_Given data_

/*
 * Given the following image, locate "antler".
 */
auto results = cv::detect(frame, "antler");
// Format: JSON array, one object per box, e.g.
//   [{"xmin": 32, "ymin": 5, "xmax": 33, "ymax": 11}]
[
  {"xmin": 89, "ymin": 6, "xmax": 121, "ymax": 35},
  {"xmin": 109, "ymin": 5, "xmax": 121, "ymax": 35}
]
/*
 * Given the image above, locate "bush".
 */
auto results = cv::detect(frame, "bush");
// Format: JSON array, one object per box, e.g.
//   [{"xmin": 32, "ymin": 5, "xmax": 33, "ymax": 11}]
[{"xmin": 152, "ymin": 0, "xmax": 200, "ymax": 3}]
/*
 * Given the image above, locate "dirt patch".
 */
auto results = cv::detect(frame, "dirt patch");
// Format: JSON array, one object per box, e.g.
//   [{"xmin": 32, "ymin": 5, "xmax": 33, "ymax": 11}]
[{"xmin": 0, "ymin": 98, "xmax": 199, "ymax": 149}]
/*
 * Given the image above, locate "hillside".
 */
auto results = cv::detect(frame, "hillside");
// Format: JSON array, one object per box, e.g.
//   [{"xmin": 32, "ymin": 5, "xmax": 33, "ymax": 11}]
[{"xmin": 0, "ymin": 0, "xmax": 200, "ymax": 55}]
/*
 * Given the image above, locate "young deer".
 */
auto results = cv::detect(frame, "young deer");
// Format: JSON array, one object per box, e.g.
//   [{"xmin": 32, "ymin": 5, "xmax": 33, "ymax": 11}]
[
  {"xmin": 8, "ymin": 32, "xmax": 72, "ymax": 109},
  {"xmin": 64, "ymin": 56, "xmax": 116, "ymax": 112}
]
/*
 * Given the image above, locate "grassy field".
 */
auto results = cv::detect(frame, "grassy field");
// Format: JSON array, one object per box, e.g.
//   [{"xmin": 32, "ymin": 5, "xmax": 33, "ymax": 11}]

_Work to be completed_
Repeat the entire listing exactly.

_Exercise response_
/*
 * Given the following image, locate "antler".
 */
auto results = cv::detect(frame, "antler");
// Format: JSON array, one object per box, e.g.
//   [{"xmin": 32, "ymin": 5, "xmax": 33, "ymax": 11}]
[
  {"xmin": 89, "ymin": 6, "xmax": 121, "ymax": 35},
  {"xmin": 109, "ymin": 5, "xmax": 121, "ymax": 35}
]
/*
 * Given the image above, locate "bush".
 */
auto results = cv::detect(frame, "bush");
// Format: JSON array, one object per box, e.g.
//   [{"xmin": 32, "ymin": 5, "xmax": 33, "ymax": 11}]
[{"xmin": 152, "ymin": 0, "xmax": 200, "ymax": 3}]
/*
 * Given the image above, locate "dirt patch".
 */
auto results = cv::detect(frame, "dirt patch");
// Format: JSON array, one object per box, e.g.
//   [{"xmin": 32, "ymin": 5, "xmax": 33, "ymax": 11}]
[{"xmin": 0, "ymin": 98, "xmax": 199, "ymax": 149}]
/*
 * Given the image above, locate "hillside".
 */
auto results = cv::detect(frame, "hillside");
// Format: JSON array, one object per box, e.g.
//   [{"xmin": 32, "ymin": 5, "xmax": 33, "ymax": 11}]
[{"xmin": 0, "ymin": 0, "xmax": 200, "ymax": 55}]
/*
 * Given the image above, locate "young deer".
 */
auto results = cv::detect(frame, "young deer");
// Format: JSON array, one object per box, e.g.
//   [{"xmin": 32, "ymin": 5, "xmax": 33, "ymax": 11}]
[
  {"xmin": 8, "ymin": 32, "xmax": 72, "ymax": 109},
  {"xmin": 64, "ymin": 56, "xmax": 116, "ymax": 112}
]
/*
 * Given the image above, locate "grassy field".
 */
auto results = cv::detect(frame, "grassy field");
// Format: JSON array, one object per box, e.g.
//   [{"xmin": 32, "ymin": 5, "xmax": 33, "ymax": 11}]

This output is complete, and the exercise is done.